EXERCISE AIM: Reproduce the listing below, replacing "spectator in stands" with "seated fan" and leaving everything else unchanged.

EXCERPTED RECORDS:
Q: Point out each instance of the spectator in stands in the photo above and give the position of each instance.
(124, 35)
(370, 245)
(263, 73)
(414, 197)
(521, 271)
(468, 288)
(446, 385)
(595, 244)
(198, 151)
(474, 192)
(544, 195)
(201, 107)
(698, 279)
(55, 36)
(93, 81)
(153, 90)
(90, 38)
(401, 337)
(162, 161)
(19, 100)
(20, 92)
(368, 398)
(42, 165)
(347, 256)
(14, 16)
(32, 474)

RESPONSE BELOW:
Q: Point out each instance of the seated fan in the photo above and give the position of each instance.
(124, 35)
(370, 245)
(263, 73)
(414, 197)
(521, 271)
(468, 288)
(446, 385)
(595, 244)
(198, 151)
(474, 192)
(544, 195)
(201, 107)
(698, 279)
(55, 36)
(93, 81)
(153, 90)
(90, 38)
(401, 337)
(162, 161)
(19, 100)
(20, 92)
(368, 398)
(42, 165)
(347, 256)
(14, 16)
(32, 474)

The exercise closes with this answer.